Brief
A complete, unaltered copy of the listing is needed. Write it out.

----

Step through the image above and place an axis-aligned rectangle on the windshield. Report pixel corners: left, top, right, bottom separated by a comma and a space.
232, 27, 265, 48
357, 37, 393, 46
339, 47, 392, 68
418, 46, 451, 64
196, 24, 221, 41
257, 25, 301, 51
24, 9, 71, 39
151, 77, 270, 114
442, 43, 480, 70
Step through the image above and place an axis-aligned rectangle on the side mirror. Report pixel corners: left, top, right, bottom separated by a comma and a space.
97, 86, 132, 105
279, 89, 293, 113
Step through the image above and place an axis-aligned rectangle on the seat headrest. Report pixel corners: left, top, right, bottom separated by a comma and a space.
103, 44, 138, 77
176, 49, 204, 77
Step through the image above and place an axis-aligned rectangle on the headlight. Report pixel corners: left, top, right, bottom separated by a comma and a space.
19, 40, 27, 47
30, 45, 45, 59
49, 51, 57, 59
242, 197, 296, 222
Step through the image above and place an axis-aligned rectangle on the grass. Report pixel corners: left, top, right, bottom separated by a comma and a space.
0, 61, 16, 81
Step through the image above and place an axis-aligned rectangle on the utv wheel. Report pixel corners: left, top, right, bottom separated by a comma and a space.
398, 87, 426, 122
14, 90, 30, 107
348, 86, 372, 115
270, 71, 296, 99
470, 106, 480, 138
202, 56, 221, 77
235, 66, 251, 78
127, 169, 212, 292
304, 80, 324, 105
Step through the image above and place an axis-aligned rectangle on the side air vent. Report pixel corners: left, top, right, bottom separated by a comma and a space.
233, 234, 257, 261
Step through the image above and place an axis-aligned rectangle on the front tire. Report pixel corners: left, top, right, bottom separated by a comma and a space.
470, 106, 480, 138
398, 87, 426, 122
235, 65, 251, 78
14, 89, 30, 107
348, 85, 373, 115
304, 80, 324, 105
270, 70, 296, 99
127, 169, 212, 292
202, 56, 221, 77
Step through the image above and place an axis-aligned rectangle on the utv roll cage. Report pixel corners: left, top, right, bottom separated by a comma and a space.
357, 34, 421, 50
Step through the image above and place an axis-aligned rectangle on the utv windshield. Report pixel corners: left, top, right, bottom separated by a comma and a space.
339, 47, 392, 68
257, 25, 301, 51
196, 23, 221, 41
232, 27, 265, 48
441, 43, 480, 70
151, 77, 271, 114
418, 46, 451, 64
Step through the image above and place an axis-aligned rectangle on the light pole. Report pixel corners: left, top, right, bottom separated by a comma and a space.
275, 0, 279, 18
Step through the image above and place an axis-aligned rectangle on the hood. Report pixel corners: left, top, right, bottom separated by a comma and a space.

----

Your solution
Step through the image above and place an axis-aligned rectangle on the windshield. Report pixel corners: left, top, right, bottom separated by a comma and a space.
232, 27, 265, 48
357, 37, 393, 46
339, 47, 392, 68
418, 46, 451, 64
196, 24, 221, 41
257, 25, 301, 51
24, 9, 71, 39
151, 77, 270, 114
442, 43, 480, 70
Step through the image above and place an axis-aligned rectangle on the side mirror. Report pixel corners: left, top, right, bottom separated by a comma and a space.
97, 86, 132, 105
279, 89, 293, 113
Step through the image above and place an axis-aligned rectangle on the seat headrest. Report pixel corners: left, top, right, bottom separated by a comma and a space.
103, 44, 138, 77
176, 49, 204, 77
Step through the image above and place an axis-aligned rectangle on the headlight. Report pixel corners: left, top, right, bottom separated by a comma and a space.
19, 40, 27, 47
30, 45, 45, 59
49, 51, 57, 59
242, 197, 296, 222
Step through the image above and place an axis-aligned rectangle on the grass. Report pixel corners: left, top, right, bottom separated by a comma and a space.
0, 61, 16, 81
Step through the image above and place an axis-aligned rectangle on the utv wheel. Report pixel corners: left, top, right, bottom separated by a comma and a space.
398, 87, 426, 122
14, 90, 30, 107
348, 86, 372, 115
270, 71, 296, 99
470, 106, 480, 138
202, 56, 221, 77
235, 66, 251, 78
127, 169, 212, 292
304, 80, 324, 105
Step through the image above and place an axis-aligned rectangle on the side air vent. Report pixel corners: left, top, right, bottom separated by a comma and a space.
233, 234, 257, 261
Step through the image above and place an axis-aligned rectangle on the front tire. Report pixel corners: left, top, right, bottom separated by a comma and a space.
470, 106, 480, 138
398, 87, 426, 122
235, 65, 251, 78
14, 89, 30, 107
348, 85, 373, 115
304, 80, 324, 105
270, 70, 296, 99
127, 169, 212, 292
202, 56, 221, 77
Step through the image above and place an axis-aligned rectangle on the utv roll cage. Report pixel corners: left, top, right, bottom separated by a comma and a space.
357, 34, 421, 50
Step through the image above and place an axis-aligned rectangle on the utv windshield. Report pixel corners: left, top, right, bottom separated by a comma and a space.
339, 47, 392, 68
257, 25, 301, 51
196, 23, 221, 41
232, 27, 265, 48
441, 43, 480, 70
151, 77, 271, 114
418, 46, 451, 64
Step through the image above and place an axis-aligned rectangle on the light pole. Report pixel corners: left, top, right, bottom separated by a comma and a space.
275, 0, 279, 18
Step through the image above and place an axis-aligned rectangle on the hood. Report pixel corners: left, top, right, bottom separated by a comma and a space.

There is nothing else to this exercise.